SET TASK: Can you rewrite all the entries below, replacing "girl's" with "child's" wherever it occurs and leaving everything else unchanged?

-- Begin GIVEN ENTRIES --

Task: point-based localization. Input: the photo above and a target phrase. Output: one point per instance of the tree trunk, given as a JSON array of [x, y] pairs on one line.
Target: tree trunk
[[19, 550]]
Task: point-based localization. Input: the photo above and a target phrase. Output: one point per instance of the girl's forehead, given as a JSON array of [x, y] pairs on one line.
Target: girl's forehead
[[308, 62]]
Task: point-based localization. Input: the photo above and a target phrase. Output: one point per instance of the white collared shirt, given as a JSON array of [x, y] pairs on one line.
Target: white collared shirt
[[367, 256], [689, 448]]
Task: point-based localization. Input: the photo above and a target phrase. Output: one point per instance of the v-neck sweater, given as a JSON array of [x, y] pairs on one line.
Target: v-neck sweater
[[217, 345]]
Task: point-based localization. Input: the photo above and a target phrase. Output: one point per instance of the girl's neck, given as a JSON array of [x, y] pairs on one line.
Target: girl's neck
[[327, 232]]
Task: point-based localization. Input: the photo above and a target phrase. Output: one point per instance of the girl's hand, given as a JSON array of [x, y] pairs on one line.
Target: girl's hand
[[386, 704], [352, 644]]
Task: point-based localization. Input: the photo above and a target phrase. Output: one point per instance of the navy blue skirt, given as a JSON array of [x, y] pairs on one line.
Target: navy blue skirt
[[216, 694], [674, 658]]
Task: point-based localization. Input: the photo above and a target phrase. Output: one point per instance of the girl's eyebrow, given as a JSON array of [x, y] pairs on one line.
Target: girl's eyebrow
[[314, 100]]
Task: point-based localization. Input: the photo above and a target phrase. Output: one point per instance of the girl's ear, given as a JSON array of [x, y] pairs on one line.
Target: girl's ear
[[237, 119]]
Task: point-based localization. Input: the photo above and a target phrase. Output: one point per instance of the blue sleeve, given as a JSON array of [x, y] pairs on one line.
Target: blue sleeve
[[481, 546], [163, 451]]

-- End GIVEN ENTRIES --

OUTPUT FOR THIS TASK:
Task: point-based localization. Input: the photo above and a target phrase. Output: one point per instance of the tree trunk, given as a JSON array of [x, y] pairs on one line.
Target: tree trunk
[[19, 550]]
Task: point-based localization. Input: the photo above and a target phrase. Output: one point per instance of the child's forehead, given as a JSON array of [x, y] pairs on one line.
Target: child's forehead
[[308, 62]]
Task: point-based localization. Input: the photo above and a target phrase. Output: one point per instance of the white collared shirt, given as a JSON array of [x, y] pairs on one line.
Target: white collared shirt
[[367, 256], [689, 448]]
Task: point-based localization. Input: the photo above and a target phrase. Output: one point per instance of the v-neck sweater, given as a JSON array of [x, y] pairs on one line.
Target: v-neck sweater
[[217, 345]]
Task: point-based localization. Input: the photo above and a target phrase. Output: one point per instance of the child's neck, given as a JSON array of [x, y] pairs on one line.
Target: child's neck
[[327, 232]]
Task: point-based localization. Input: the photo above and a target phrase. Output: one point per instance of the child's hand, given as a JSON array of [x, y] pairs on one line.
Target: child's hand
[[386, 704], [352, 644]]
Task: point-based localization. Input: the photo above and a target phrase. Output: one point per instance of the navy blue skirt, given as a JSON array of [x, y] pairs on one line.
Target: navy blue skirt
[[216, 694], [674, 658]]
Task: point-based localization. Input: the photo above and a target phrase. Output: one point per instance of the child's eyebrow, given as a JSON array of [x, y] pairs on one line.
Target: child's eyebrow
[[314, 100]]
Task: point-based localization. Input: the photo above and a target phrase. Output: one point per instance of the child's ear, given as a JSON array of [x, y] pairs on one line.
Target: child's ear
[[237, 119]]
Task: point-based localization. Input: the photo above and a target phrase. Output: one point per instance of the blue sleeve, given as a JSON array of [x, y] pairs on one line.
Target: blue sleeve
[[481, 546], [163, 451]]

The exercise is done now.